Please convert the data in the stretch from the line containing "Task: If you could tag each instance of the athlete's" through the line containing "<point>249,64</point>" into a two-column CSV with the headers input and output, giving each text and its answer their own row. Put every field in double quotes, turn line breaks into spaces, and leave the pictures out.

**ITEMS:**
☆ ☆ ☆ ☆
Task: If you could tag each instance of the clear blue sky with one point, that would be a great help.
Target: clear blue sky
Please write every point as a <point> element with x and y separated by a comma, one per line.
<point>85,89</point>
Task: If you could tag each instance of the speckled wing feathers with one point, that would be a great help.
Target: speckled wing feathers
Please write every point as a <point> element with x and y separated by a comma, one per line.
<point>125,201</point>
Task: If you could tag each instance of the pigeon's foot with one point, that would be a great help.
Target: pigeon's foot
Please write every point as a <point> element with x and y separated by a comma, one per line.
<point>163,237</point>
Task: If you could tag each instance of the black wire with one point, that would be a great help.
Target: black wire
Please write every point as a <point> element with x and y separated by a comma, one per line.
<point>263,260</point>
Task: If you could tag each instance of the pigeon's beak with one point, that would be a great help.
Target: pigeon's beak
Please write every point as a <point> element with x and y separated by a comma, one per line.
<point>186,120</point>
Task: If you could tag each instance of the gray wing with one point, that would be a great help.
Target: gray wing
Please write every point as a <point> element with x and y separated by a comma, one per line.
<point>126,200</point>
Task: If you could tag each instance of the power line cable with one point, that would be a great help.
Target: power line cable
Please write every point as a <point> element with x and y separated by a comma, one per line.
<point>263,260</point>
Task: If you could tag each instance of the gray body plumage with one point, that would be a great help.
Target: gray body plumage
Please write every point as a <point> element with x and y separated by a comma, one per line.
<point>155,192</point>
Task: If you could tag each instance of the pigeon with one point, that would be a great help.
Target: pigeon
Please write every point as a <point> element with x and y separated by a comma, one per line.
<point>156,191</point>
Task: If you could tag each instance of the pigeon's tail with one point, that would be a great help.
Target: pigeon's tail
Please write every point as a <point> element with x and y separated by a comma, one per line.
☆ ☆ ☆ ☆
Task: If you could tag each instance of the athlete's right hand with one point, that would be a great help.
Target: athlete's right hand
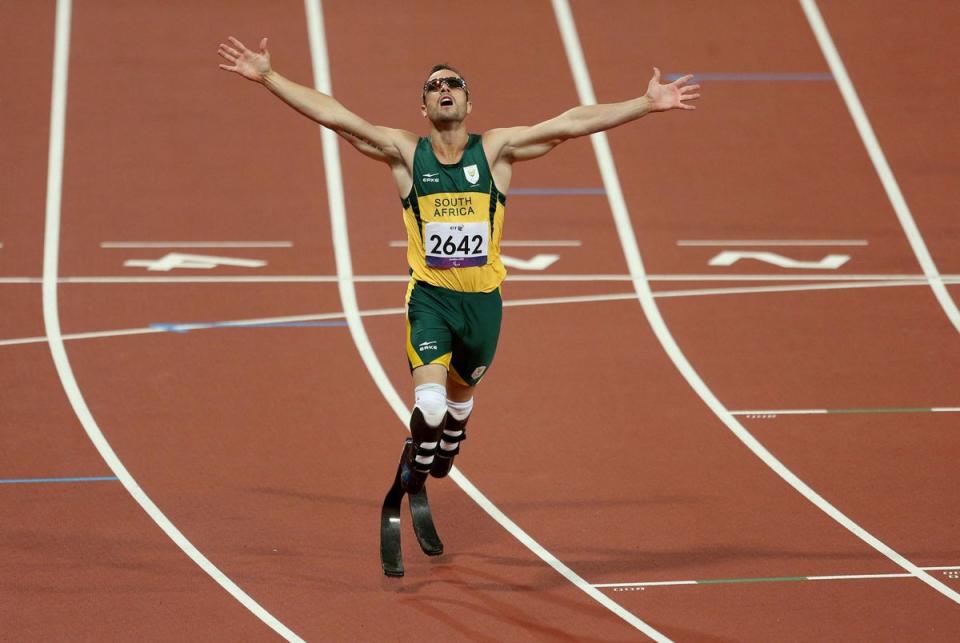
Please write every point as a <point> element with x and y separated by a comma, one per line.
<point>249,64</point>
☆ ☆ ☆ ☆
**WRITTEN ANSWER:**
input,output
"Task: If you could tag each instance of the athlete's right hand with one point, that would be a great help. Target: athlete's right hand Please write every point as a <point> element with x and y separated by a comma, one per line.","<point>249,64</point>"